* THINGS TO DO
**A)** Using the travel account of India below, answer each question in one line:
(i) How high is the Mali Khindi viaduct?
(ii) Where do palms mostly grow, according to the account?
(iii) About how far above sea level is Khandala situated?
**B)** Extend the travel account of India below, picking up right after its final sentence.

* GIVEN PASSAGE
## start
The art of man in India is to be sought in the interior of the earth,
not on its surface. Ancient Hindus seldom built their temples
otherwise than in the bosom of the earth, as though they were
ashamed of their efforts, or did not dare to rival the sculpture
of nature. Having chosen, for instance, a pyramidal rock, or a
cupola shaped hillock like Elephanta, Or Karli, they scraped away
inside, according to the Puranas, for centuries, planning on so
grand a style that no modern architecture has been able to conceive
anything to equal it. Fables (?) about the Cyclops seem truer in
India than in Egypt.

The marvellous railroad from Narel to Khandala reminds one of a
similar line from Genoa up the Apenines. One may be said to travel
in the air, not on land. The railway traverses a region 1,400
feet above Konkan, and, in some places, while one rail is laid on
the sharp edge of the rock, the other is supported on vaults and
arches. The Mali Khindi viaduct is 163 feet high. For two hours
we hastened on between sky and earth, with abysses on both sides
thickly covered with mango trees and bananas. Truly English
engineers are wonderful builders.

The pass of Bhor-Ghat is safely accomplished and we are in Khandala.
Our bungalow here is built on the very edge of a ravine, which
nature herself has carefully concealed under a cover of the most
luxuriant vegetation. Everything is in blossom, and, in this
unfathomed recess, a botanist might find sufficient material to
occupy him for a lifetime. Palms have disappeared; for the
most part they grow only near the sea. Here they are replaced by
bananas, mango trees, pipals (ficus religiosa), fig trees, and
thousands of other trees and shrubs, unknown to such outsiders as
ourselves. The Indian flora is too often slandered and misrepresented
as being full of beautiful, but scentless, flowers. At some seasons
this may be true enough, but, as long as jasmines, the various
balsams, white tuberoses, and golden champa (champaka or frangipani)
are in blossom, this statement is far from being true. The aroma
of champa alone is so powerful as to make one almost giddy. For
size, it is the king of flowering trees, and hundreds of them were
in full bloom, just at this time of year, on Mataran and Khandala.

We sat on the verandah, talking and enjoying the surrounding views,
until well-nigh midnight. Everything slept around us.

Khandala is nothing but a big village, situated on the flat top
of one of the mountains of the Sahiadra range, about 2,200 feet
above the sea level. It is surrounded by isolated peaks, as
strange in shape as any we have seen.
## end
Records of labeled points
## start
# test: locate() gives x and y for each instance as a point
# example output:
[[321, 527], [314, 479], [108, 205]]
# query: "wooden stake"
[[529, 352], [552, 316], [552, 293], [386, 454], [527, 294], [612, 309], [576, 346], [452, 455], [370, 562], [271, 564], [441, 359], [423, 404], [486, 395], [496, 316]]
## end
* EXPECTED OUTPUTS
**A)**
(i) 163 feet
(ii) Only near the sea
(iii) About 2,200 feet

**B)**
One of them, straight before us, on the opposite side of the abyss,
looked exactly like a long, one-storied building, with a flat
roof and a battlemented parapet. The Hindus assert that, somewhere
about this hillock, there exists a secret entrance, leading into
vast interior halls, in fact to a whole subterranean palace, and
that there still exist people who possess the secret of this abode.
A holy hermit, Yogi, and Magus, who had inhabited these caves for
"many centuries," imparted this secret to Sivaji, the celebrated
leader of the Mahratta armies. Like Tanhauser, in Wagner's opera,
the unconquerable Sivaji spent seven years of his youth in this
mysterious abode, and therein acquired his extraordinary strength
and valour.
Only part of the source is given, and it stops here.